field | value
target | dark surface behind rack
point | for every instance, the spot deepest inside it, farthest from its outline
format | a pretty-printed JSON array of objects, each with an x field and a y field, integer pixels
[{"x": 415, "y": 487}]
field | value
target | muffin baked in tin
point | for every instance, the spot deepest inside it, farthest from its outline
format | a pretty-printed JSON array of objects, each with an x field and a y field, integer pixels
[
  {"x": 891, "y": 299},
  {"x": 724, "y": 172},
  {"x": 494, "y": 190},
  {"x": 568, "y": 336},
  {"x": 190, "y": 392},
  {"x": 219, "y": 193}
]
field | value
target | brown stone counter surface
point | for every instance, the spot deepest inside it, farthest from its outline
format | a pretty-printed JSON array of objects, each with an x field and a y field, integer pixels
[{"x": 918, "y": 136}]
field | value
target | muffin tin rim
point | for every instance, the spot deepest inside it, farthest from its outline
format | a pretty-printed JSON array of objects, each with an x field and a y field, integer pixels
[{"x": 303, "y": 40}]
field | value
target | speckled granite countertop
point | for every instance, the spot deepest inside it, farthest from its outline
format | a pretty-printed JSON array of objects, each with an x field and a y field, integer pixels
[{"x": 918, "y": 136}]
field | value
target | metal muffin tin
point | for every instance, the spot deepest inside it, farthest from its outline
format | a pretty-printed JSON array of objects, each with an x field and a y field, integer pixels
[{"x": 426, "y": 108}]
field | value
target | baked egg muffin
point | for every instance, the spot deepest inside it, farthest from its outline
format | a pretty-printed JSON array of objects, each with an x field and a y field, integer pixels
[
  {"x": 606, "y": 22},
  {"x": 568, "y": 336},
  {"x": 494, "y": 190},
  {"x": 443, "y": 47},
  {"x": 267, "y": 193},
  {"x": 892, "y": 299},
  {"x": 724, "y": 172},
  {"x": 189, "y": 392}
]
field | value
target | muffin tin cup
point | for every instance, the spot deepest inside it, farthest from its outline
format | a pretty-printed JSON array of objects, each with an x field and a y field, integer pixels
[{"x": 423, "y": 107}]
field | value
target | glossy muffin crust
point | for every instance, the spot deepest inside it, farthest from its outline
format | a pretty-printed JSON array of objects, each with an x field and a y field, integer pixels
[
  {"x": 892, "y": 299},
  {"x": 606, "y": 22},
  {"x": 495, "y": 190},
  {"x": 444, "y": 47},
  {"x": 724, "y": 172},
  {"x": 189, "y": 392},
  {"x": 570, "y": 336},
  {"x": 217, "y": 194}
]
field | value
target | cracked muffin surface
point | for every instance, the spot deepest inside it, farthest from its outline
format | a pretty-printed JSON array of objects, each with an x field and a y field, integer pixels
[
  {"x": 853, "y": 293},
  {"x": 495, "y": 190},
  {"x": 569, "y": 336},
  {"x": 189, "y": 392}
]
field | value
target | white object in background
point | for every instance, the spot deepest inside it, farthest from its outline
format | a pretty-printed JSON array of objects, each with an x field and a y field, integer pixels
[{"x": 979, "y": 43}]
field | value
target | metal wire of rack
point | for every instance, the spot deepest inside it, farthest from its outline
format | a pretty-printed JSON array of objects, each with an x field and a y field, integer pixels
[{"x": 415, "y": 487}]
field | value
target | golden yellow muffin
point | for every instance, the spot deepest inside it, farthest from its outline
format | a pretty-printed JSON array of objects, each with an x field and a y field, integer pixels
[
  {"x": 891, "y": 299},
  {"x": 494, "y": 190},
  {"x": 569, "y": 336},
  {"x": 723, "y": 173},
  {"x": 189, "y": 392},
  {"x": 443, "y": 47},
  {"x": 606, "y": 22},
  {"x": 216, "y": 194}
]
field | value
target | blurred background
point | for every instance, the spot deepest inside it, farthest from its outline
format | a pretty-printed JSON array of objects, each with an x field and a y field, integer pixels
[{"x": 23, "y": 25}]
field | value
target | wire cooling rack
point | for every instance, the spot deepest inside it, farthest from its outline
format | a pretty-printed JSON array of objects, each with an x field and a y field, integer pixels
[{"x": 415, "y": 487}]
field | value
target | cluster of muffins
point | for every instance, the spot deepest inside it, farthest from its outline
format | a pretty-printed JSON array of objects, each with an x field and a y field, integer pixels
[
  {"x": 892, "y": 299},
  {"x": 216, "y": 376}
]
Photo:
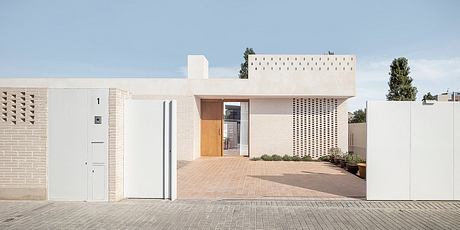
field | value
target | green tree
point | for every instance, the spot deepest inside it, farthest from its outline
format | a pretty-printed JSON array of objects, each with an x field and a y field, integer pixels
[
  {"x": 244, "y": 66},
  {"x": 400, "y": 83},
  {"x": 358, "y": 116},
  {"x": 428, "y": 96}
]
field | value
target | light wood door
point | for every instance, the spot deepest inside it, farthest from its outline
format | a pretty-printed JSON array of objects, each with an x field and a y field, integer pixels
[{"x": 211, "y": 127}]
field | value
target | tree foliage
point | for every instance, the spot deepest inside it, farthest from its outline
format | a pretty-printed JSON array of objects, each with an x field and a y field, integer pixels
[
  {"x": 400, "y": 83},
  {"x": 244, "y": 66},
  {"x": 358, "y": 116},
  {"x": 428, "y": 96}
]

*PROBLEM DETAILS*
The records above must be retyped exactly. Please omit the pictures.

*EXERCISE SOLUTION*
field | value
target | dark surface behind rack
point | for every instance, the spot deepest inside it, farthest from its outline
format | a pretty-printed JSON array of objects, each with an x field and a y field, integer pixels
[{"x": 415, "y": 487}]
field | value
target | muffin baked in tin
point | for every instance, the spot deepest inside it, farthest from its outline
format | a pretty-printed JSON array of objects, each with an x field and a y field, integer pixels
[
  {"x": 891, "y": 299},
  {"x": 724, "y": 172},
  {"x": 494, "y": 190},
  {"x": 568, "y": 336},
  {"x": 190, "y": 392},
  {"x": 219, "y": 193}
]
field | value
target | brown stone counter surface
point | for every instance, the spot deepest inside it, farthest from its outline
format | a pretty-printed JSON array of objects, each with an x field and a y field, integer pixels
[{"x": 918, "y": 136}]
field | value
target | muffin tin rim
point | for every instance, the spot deepest inside it, farthest from its outline
format | a pretty-printed JSON array of objects, each with an x field and a y field, integer pixels
[{"x": 303, "y": 40}]
field | value
target | speckled granite countertop
point | for every instance, the spot deepest inside it, farthest from its outline
format | a pretty-printed JSON array of objects, each with an x field and a y field, integer pixels
[{"x": 918, "y": 136}]
field | value
target | metal muffin tin
point | for every instance, the spot deepest inside it, farthest from its outline
format | a pretty-printed JSON array of objects, each with an x field and a y field, integer pixels
[{"x": 426, "y": 108}]
field | value
target | baked egg muffin
point | for every instance, the spot deepest inside it, farthest from its outline
format | a pretty-printed JSON array of objects, each with an x field and a y field, integer pixels
[
  {"x": 606, "y": 22},
  {"x": 568, "y": 336},
  {"x": 494, "y": 190},
  {"x": 443, "y": 47},
  {"x": 267, "y": 193},
  {"x": 892, "y": 299},
  {"x": 724, "y": 172},
  {"x": 189, "y": 392}
]
field | value
target | muffin tin cup
point | for every instance, the spot deepest inside it, farthest from its outline
format | a pretty-printed JSON array of objects, each with an x field and a y field, integer pixels
[{"x": 423, "y": 107}]
field | value
target | glossy muffin crust
point | for every instance, the spot deepest inside it, farthest from its outline
format | a pretty-printed JSON array of objects, each with an x field and a y field, integer pixels
[
  {"x": 892, "y": 299},
  {"x": 606, "y": 22},
  {"x": 495, "y": 190},
  {"x": 444, "y": 47},
  {"x": 724, "y": 172},
  {"x": 189, "y": 392},
  {"x": 570, "y": 336},
  {"x": 217, "y": 194}
]
field | value
target | cracked muffin surface
point | for every instance, the spot deepest inside it, farthest from its outline
format | a pretty-printed JSON array of objects, each with an x field and a y field, integer pixels
[
  {"x": 853, "y": 293},
  {"x": 495, "y": 190},
  {"x": 569, "y": 336},
  {"x": 189, "y": 392}
]
field | value
target | white object in background
point | for every instance, the spot deepest inside it, farthest from its outline
format | a pretty-printed JSON array of objects, each with an x field and a y field, integer pixels
[{"x": 979, "y": 43}]
field | value
target | metal wire of rack
point | for every instance, the spot deepest inside it, farthest from its outline
format | a pretty-printed JSON array of objects, each with an x field and a y field, integer pixels
[{"x": 415, "y": 487}]
field | value
target | golden yellow muffin
point | for every instance, the spot deepest inside it, farthest from its outline
format | a pretty-printed JSON array of objects, each with an x field and a y field, integer pixels
[
  {"x": 891, "y": 299},
  {"x": 494, "y": 190},
  {"x": 569, "y": 336},
  {"x": 723, "y": 173},
  {"x": 189, "y": 392},
  {"x": 443, "y": 47},
  {"x": 606, "y": 22},
  {"x": 216, "y": 194}
]
field | value
target | blurred background
point | for every instance, the spot deepest inside it, farthest from its outline
format | a pretty-printed JSON array of objects, each with an x field and a y field, integer pixels
[{"x": 23, "y": 25}]
field | value
target | wire cooling rack
point | for every instance, the spot deepest inside it, farthest from its outline
format | a pretty-printed JSON array of objects, each with an x field and a y field, integer pixels
[{"x": 415, "y": 487}]
field | value
target | cluster of muffins
point | for every instance, the spot deepest inside it, farthest from its outline
format | a pretty-printed JSON array of objects, each with an x field and a y field, integer pixels
[
  {"x": 892, "y": 299},
  {"x": 216, "y": 376}
]
Photo:
field | value
target | green tree
point | for every instance, the spot deepest inside it, farthest from its outline
format | a pretty-printed JSON array of objects, each with an x field and a y field, integer pixels
[
  {"x": 244, "y": 66},
  {"x": 400, "y": 83},
  {"x": 358, "y": 116},
  {"x": 428, "y": 96}
]
field | value
target | light wood door
point | for every instance, the spot deepest inside it, farthest from its outline
format | a pretty-printed JSON array of objects, each with an x field and a y field, integer pixels
[{"x": 211, "y": 127}]
field | value
target | tree foliage
point | for every instance, the spot deepest inside it, farthest from its outline
format | a pretty-printed JSON array of objects, each with an x field and a y field, integer pixels
[
  {"x": 400, "y": 83},
  {"x": 244, "y": 66},
  {"x": 358, "y": 116},
  {"x": 428, "y": 96}
]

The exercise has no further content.